**Stated goal**: Write out the records again, swapping each "tall leather boot" for "riding boot" and leaving everything else the same.

**Collected data entries**:
++++++

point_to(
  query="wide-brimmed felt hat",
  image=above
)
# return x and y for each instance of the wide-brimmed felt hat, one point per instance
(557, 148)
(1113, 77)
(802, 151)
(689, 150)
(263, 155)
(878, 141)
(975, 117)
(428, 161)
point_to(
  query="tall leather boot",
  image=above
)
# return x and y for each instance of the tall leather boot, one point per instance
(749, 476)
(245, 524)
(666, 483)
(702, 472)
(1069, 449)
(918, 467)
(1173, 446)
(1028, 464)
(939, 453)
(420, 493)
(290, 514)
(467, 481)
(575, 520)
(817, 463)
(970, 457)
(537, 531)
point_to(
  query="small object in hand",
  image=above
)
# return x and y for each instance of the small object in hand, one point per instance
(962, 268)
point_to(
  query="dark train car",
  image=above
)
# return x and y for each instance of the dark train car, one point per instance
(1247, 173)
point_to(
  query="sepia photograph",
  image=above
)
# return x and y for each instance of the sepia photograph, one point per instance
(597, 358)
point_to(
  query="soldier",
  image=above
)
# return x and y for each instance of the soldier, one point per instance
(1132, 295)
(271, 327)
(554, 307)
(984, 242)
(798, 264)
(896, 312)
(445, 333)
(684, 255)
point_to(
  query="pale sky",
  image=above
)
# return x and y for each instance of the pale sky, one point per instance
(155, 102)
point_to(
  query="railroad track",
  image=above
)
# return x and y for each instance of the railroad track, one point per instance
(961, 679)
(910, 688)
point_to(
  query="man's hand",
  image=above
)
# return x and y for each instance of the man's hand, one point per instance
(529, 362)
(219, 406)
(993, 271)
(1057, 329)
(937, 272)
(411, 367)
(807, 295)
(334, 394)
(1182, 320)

++++++

**Result for this task**:
point_to(
  query="wide-brimmed felt hat",
  image=above
)
# return x and y for each instance of the wide-brimmed felt hat, one point per instance
(557, 148)
(1113, 77)
(802, 151)
(689, 150)
(263, 155)
(878, 141)
(975, 117)
(428, 161)
point_to(
  query="riding boot",
  image=above
)
# return x and y for each instance of the riding boot, one point per instance
(749, 476)
(245, 524)
(666, 483)
(702, 472)
(1069, 449)
(918, 467)
(1173, 446)
(1028, 464)
(939, 453)
(420, 493)
(290, 514)
(467, 481)
(575, 520)
(817, 463)
(970, 457)
(537, 531)
point_to(
  query="small object in hand",
  image=above
)
# return x and y for each instance of the small object in hand, one point per instance
(962, 268)
point_to(
  query="dark train car",
  image=above
)
# return x and y for each instance of the dark train car, one point per instance
(1247, 173)
point_to(
  query="sepia photograph",
  image=above
)
# return x and y for each instance of the sepia photograph, one point per instance
(597, 358)
point_to(
  query="soldier",
  image=above
)
# return x and y for each instance of the soldier, one point per instance
(1132, 295)
(271, 327)
(554, 307)
(984, 242)
(798, 264)
(896, 312)
(445, 333)
(684, 255)
point_to(
  query="pale sky",
  image=above
)
# return x and y for each instance of the pale sky, one point per instance
(155, 102)
point_to(
  query="railroad track",
  image=above
)
# return x and y for each instance of the railroad track, one point per instance
(961, 679)
(910, 688)
point_to(
  query="man's hand",
  image=above
)
# return x and y for each instance of the man's hand, one point per instance
(529, 362)
(219, 406)
(993, 271)
(1057, 329)
(937, 272)
(411, 367)
(807, 295)
(334, 394)
(1182, 320)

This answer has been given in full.